**What is being asked**. Given the material below, return only the lines starting at the line with "Target: green wall" and ending at the line with "Player-spacing review: tag the faucet", exactly as they appear.

Provided entries Start Marker

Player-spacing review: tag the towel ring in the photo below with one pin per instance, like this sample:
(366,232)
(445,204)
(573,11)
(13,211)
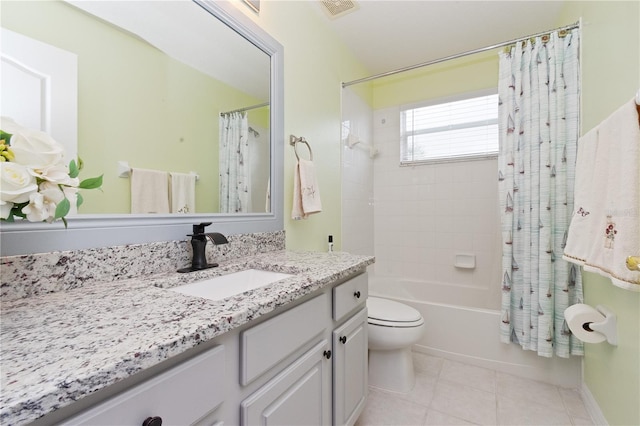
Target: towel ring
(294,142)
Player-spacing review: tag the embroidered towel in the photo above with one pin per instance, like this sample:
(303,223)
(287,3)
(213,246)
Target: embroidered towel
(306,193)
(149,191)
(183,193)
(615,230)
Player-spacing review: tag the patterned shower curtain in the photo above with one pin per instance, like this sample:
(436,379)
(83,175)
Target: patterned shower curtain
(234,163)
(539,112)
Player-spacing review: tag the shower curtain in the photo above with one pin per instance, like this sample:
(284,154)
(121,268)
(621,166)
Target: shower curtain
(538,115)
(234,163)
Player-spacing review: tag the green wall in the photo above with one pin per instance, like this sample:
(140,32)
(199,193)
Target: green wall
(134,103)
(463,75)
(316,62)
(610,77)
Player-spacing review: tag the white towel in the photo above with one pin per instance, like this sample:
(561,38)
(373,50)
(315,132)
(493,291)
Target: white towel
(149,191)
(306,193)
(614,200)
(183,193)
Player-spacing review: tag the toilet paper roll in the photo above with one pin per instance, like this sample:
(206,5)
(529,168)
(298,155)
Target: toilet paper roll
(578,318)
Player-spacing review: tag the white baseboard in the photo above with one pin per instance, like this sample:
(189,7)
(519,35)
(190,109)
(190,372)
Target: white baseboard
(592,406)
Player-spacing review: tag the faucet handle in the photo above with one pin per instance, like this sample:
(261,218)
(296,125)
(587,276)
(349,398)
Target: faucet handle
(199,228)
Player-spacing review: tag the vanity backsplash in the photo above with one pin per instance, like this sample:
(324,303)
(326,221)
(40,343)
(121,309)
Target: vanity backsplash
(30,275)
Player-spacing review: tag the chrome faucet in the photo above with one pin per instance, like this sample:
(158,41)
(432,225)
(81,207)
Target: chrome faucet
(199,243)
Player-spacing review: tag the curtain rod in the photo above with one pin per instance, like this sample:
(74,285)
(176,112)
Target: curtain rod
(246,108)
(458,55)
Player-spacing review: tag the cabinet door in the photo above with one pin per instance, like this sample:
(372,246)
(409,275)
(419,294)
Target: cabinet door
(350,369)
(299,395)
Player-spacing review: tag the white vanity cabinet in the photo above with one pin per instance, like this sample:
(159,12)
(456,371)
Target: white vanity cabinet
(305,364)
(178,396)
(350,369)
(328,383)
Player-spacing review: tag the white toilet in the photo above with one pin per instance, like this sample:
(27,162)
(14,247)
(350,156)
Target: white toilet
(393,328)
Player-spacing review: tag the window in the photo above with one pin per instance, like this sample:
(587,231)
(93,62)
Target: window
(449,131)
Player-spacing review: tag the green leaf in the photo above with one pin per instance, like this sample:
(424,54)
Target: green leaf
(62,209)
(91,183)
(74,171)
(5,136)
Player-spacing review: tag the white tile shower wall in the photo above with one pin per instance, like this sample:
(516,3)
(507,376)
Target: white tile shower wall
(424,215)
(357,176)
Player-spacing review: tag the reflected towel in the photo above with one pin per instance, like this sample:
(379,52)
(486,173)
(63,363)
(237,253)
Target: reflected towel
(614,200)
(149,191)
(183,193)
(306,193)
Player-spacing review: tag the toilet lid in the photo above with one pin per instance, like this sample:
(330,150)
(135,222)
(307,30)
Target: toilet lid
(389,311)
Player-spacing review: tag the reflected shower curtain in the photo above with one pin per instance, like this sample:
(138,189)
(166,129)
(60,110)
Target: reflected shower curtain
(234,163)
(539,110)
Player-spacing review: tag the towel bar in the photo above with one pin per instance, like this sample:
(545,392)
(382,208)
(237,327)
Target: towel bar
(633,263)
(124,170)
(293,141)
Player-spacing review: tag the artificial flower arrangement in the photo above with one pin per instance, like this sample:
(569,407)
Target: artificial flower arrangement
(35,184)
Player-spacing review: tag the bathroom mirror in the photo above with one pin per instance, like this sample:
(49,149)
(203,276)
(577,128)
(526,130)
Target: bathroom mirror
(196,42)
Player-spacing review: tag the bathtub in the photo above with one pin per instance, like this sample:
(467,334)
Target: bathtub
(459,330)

Provided entries End Marker
Provided entries Start Marker

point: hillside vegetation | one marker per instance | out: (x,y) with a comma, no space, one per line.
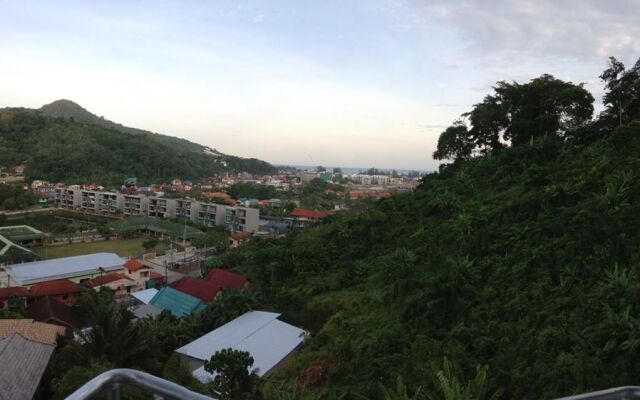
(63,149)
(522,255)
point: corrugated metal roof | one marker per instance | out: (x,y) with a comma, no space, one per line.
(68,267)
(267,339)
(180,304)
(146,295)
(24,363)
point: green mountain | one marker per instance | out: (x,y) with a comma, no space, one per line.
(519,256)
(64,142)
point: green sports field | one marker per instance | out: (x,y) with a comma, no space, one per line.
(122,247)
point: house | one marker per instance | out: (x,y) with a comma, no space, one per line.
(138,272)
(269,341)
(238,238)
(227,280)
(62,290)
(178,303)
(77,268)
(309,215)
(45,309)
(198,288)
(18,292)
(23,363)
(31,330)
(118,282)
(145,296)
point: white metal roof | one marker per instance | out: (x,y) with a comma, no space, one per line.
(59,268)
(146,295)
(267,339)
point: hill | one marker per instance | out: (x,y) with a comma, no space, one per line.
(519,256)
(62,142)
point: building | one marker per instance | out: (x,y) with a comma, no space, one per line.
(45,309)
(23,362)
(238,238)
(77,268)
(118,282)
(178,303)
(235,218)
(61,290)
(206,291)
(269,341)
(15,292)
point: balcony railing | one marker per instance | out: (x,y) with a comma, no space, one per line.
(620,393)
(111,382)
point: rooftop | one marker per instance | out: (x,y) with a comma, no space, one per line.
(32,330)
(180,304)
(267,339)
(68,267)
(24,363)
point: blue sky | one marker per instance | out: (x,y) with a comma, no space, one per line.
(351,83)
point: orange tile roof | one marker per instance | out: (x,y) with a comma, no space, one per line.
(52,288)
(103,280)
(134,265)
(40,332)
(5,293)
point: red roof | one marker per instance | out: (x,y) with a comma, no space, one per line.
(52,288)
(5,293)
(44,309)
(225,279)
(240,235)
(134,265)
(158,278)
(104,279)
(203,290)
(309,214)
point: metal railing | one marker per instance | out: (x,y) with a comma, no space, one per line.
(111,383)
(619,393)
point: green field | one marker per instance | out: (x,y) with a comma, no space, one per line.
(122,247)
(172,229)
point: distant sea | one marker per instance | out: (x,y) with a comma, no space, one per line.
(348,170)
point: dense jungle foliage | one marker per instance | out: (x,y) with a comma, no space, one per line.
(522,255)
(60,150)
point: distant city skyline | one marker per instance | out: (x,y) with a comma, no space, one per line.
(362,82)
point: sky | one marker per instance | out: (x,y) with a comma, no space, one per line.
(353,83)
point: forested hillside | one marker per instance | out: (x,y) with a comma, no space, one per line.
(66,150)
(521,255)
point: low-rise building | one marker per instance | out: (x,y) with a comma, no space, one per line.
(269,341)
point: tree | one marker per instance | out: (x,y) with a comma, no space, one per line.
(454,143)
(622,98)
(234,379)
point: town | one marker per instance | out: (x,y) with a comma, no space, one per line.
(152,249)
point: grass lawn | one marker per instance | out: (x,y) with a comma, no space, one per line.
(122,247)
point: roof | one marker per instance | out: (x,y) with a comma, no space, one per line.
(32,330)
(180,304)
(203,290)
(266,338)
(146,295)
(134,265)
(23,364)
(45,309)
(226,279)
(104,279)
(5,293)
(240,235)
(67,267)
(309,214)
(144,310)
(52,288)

Provided entries End Marker

**Answer for the task**.
Target: green wall
(134,103)
(463,75)
(316,62)
(610,77)
Player-spacing review: tag the white towel in the photo above with one pin per instance, like this sample:
(561,38)
(373,50)
(315,132)
(493,291)
Target: white towel
(149,191)
(306,193)
(614,200)
(183,193)
Player-spacing review: tag the toilet paper roll in the photo above with one pin per instance, like this sample:
(206,5)
(529,168)
(298,155)
Target: toilet paper roll
(578,318)
Player-spacing review: tag the white baseboard in the photo above with one pin per instance, like this sample:
(189,7)
(519,35)
(190,109)
(190,372)
Target: white baseboard
(592,406)
Player-spacing review: tag the faucet handle in the photo above with one pin per instance, like this sample:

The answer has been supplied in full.